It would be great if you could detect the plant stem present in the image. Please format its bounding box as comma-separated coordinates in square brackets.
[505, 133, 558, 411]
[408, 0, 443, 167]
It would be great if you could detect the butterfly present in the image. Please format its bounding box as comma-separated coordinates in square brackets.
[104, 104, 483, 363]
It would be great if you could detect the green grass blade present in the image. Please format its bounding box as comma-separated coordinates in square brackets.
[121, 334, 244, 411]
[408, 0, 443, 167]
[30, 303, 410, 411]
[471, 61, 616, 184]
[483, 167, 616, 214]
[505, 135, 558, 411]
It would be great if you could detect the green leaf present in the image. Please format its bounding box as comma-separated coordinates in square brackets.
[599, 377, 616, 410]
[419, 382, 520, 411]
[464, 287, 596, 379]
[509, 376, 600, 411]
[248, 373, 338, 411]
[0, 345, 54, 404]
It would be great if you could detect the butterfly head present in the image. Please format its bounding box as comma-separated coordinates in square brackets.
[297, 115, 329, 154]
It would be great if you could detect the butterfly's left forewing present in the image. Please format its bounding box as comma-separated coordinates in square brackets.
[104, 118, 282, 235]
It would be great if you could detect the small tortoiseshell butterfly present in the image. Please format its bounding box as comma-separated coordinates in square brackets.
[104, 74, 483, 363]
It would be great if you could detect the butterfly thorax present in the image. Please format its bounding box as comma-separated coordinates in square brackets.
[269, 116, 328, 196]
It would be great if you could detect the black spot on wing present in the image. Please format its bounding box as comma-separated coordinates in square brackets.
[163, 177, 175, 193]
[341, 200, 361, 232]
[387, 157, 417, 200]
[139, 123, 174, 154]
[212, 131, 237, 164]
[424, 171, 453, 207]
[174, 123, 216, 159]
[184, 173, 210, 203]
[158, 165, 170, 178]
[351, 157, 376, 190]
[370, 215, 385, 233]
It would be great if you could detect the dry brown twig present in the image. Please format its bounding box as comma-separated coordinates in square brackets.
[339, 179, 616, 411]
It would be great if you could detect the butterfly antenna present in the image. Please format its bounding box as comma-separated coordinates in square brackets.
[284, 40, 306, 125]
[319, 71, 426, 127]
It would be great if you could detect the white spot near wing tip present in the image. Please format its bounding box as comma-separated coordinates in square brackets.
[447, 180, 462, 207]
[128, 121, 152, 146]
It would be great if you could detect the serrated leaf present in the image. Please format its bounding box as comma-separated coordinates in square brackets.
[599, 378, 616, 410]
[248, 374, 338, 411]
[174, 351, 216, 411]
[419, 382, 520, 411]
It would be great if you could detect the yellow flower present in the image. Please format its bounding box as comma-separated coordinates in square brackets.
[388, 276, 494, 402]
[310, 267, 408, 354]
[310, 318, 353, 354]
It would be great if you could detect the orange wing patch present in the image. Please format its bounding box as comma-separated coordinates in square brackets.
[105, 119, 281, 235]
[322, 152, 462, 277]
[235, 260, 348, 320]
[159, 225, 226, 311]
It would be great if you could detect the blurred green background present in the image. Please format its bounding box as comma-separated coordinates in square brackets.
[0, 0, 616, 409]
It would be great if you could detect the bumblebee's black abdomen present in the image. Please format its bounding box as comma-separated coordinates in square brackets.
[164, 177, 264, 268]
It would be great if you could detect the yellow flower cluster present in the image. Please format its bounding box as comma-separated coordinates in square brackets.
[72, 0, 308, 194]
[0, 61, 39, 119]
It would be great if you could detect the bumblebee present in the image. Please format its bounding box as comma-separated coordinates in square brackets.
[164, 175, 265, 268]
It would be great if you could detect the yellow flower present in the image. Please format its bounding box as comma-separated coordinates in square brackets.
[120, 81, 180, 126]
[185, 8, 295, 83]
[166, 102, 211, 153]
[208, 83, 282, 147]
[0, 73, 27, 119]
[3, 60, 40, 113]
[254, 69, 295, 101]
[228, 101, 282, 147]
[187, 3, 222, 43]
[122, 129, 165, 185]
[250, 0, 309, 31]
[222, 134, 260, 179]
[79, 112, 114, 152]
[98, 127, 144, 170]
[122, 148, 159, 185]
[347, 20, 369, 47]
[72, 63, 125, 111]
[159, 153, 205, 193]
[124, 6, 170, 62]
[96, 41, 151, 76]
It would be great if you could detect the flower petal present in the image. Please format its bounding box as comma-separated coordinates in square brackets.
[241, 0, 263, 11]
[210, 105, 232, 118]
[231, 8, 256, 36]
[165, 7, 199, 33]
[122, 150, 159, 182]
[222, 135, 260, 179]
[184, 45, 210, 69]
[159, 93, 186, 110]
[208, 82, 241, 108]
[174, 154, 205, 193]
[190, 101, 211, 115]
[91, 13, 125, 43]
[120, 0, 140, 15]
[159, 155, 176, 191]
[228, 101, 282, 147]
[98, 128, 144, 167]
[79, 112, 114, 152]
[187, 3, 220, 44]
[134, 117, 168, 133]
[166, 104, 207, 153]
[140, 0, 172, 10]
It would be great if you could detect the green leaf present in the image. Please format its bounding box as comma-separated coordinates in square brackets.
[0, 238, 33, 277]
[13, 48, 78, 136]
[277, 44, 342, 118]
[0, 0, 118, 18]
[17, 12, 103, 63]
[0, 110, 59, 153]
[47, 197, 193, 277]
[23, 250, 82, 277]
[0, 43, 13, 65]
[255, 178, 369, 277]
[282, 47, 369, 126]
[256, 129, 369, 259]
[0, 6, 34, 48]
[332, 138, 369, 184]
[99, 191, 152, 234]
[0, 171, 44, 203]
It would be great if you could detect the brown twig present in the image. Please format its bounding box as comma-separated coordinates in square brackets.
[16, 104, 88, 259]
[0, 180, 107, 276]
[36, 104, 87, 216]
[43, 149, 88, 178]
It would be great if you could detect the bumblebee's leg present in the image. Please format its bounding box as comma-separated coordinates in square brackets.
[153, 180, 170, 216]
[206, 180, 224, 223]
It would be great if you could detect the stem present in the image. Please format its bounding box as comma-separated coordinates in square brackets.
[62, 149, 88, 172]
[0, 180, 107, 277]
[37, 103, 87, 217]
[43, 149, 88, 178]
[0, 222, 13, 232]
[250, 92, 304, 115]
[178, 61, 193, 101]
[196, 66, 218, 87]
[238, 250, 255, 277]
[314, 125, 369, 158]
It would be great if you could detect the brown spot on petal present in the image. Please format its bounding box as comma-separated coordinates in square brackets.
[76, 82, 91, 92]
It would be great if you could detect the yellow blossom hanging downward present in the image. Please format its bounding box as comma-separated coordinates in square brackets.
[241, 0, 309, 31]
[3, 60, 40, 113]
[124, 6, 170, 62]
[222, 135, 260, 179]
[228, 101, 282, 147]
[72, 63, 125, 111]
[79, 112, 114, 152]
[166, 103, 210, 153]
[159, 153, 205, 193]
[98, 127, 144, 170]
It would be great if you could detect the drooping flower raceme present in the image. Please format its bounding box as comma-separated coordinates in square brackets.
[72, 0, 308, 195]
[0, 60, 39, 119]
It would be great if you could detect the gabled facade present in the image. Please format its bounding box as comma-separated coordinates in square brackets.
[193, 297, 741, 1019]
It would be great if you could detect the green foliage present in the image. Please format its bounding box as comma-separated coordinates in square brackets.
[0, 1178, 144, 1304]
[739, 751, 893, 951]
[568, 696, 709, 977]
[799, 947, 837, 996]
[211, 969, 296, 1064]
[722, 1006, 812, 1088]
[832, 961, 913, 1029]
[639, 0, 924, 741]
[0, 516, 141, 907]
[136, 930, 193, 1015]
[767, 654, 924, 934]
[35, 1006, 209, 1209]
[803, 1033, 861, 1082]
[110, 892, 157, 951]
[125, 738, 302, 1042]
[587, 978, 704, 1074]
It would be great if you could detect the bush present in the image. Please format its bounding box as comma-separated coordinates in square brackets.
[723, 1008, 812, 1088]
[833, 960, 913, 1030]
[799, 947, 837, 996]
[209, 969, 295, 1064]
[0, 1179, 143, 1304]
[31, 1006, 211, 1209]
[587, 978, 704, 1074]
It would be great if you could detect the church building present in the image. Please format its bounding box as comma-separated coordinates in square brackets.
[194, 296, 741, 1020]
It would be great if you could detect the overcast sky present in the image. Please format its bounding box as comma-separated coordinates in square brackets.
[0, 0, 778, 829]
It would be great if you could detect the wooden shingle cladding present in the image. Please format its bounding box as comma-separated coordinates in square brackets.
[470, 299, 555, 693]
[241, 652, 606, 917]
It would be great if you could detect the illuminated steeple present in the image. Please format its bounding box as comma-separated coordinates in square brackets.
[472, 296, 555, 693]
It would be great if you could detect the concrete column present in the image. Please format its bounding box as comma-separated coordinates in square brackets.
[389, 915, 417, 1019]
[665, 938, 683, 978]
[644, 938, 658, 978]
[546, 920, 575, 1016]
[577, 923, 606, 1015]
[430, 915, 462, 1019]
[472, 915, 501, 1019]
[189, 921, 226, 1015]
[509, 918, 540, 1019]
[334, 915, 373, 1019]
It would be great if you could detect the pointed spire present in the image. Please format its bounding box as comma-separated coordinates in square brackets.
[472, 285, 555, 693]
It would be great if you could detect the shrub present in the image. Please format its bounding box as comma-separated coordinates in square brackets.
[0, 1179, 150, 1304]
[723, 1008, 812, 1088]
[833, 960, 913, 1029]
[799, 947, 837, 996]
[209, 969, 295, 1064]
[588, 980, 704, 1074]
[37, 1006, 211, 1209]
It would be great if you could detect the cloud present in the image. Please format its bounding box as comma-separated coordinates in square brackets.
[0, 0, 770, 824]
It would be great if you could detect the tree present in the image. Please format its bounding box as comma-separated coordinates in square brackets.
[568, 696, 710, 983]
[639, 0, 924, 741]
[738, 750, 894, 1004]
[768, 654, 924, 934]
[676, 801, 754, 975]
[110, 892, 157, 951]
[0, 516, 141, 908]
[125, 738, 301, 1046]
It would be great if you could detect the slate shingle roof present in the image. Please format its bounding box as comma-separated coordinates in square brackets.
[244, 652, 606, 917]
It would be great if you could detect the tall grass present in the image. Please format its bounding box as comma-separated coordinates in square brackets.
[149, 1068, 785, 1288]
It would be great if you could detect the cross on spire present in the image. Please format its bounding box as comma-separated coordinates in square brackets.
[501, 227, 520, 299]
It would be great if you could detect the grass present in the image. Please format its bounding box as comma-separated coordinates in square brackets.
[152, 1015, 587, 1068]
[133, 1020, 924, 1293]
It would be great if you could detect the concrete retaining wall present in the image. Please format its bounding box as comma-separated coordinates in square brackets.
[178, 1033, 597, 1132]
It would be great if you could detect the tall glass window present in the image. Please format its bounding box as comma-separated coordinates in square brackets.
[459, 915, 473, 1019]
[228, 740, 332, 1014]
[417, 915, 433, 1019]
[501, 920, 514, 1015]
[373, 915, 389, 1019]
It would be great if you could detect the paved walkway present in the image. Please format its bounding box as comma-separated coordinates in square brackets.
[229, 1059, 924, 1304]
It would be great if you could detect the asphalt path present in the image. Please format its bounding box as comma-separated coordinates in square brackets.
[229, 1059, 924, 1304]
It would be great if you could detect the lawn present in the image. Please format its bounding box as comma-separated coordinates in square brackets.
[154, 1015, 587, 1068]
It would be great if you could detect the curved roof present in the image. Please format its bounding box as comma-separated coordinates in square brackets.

•••

**What is asked**
Retype the records from the line with "It would be great if you could detect the dry" to the line with "[0, 0, 616, 409]" character for character.

**Answer below**
It would be great if you could detect the dry brown twig present in the image. Please format its bounding box as comma-separated coordinates in square brackets.
[339, 179, 616, 411]
It would be great if you could detect the butterfly antenna present in the image. Please format its bounding box as comma-separated coordinates in square brackets.
[284, 40, 306, 125]
[319, 71, 426, 127]
It would be great if you could detect the white spot near wing tip present in the image. Please format its bounding box as comma-separated coordinates in square brackets.
[447, 180, 462, 207]
[128, 121, 152, 146]
It would be great if you could detect the serrated leaf present in the image. Please format its bounding box as comma-separated coordinates in square brackets.
[599, 378, 616, 410]
[248, 374, 338, 411]
[174, 351, 216, 411]
[419, 382, 520, 411]
It would be great if you could detect the yellow flower present in the image. Please format its bounding box as comma-separated coordinates in square brackets.
[388, 276, 494, 402]
[310, 267, 408, 354]
[310, 318, 353, 354]
It would be great if you could detect the orange wing patch present in the image. Please format its bounding box as comma-separated coordinates in square brackets.
[105, 119, 281, 235]
[322, 152, 462, 277]
[235, 260, 348, 320]
[159, 225, 226, 311]
It would be great if you could detect the blurred green background present in the image. Please format its bounding box as comma-separated coordinates in square brackets.
[0, 0, 616, 409]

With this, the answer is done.